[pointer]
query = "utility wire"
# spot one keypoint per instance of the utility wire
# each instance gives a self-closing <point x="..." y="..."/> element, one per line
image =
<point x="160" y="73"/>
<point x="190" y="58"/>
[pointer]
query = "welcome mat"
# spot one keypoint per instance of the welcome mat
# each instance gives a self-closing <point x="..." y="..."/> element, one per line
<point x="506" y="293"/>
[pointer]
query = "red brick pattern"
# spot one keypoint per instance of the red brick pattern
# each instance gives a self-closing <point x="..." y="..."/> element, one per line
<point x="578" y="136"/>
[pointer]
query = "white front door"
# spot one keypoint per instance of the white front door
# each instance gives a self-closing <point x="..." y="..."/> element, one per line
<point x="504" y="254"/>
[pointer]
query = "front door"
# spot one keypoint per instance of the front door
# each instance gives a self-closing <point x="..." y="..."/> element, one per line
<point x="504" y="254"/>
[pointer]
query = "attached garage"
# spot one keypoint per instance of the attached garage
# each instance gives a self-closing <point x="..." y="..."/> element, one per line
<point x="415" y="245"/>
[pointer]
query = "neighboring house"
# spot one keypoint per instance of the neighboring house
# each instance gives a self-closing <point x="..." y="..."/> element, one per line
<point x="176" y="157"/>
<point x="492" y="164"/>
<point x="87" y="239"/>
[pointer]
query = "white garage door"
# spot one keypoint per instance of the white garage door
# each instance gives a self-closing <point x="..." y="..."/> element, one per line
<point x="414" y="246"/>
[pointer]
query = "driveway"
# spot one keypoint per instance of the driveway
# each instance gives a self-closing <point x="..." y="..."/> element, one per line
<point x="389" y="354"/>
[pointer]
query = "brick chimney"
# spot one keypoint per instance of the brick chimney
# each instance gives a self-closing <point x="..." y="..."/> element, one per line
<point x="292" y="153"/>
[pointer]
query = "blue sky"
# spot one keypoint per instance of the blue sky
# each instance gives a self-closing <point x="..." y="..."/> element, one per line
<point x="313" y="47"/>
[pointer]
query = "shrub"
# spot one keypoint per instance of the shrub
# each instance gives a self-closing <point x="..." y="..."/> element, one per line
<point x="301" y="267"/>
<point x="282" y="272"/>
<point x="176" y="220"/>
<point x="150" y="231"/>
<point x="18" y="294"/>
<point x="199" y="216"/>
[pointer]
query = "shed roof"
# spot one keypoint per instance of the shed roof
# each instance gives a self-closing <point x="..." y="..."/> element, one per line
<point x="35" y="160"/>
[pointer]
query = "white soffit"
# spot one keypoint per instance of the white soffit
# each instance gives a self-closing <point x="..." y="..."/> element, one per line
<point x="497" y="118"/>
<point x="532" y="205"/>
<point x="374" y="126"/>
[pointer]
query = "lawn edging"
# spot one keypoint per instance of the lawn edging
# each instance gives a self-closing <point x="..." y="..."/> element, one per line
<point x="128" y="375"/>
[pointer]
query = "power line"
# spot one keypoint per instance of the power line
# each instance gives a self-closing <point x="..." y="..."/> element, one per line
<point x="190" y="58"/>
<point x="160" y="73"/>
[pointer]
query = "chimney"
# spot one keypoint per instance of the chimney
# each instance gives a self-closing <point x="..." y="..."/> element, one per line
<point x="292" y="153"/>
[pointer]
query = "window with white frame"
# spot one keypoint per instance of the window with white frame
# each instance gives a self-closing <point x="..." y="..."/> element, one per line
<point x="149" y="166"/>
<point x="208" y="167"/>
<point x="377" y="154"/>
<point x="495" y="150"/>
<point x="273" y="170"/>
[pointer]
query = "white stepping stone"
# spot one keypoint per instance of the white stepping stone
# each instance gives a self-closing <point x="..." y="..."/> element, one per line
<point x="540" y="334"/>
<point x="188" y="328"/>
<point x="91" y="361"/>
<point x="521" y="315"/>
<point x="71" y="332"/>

────

■ **DIRECTIVE**:
Count the lines in the listing above that contain the word "power" and reply with only the number.

■ **FULL ANSWER**:
2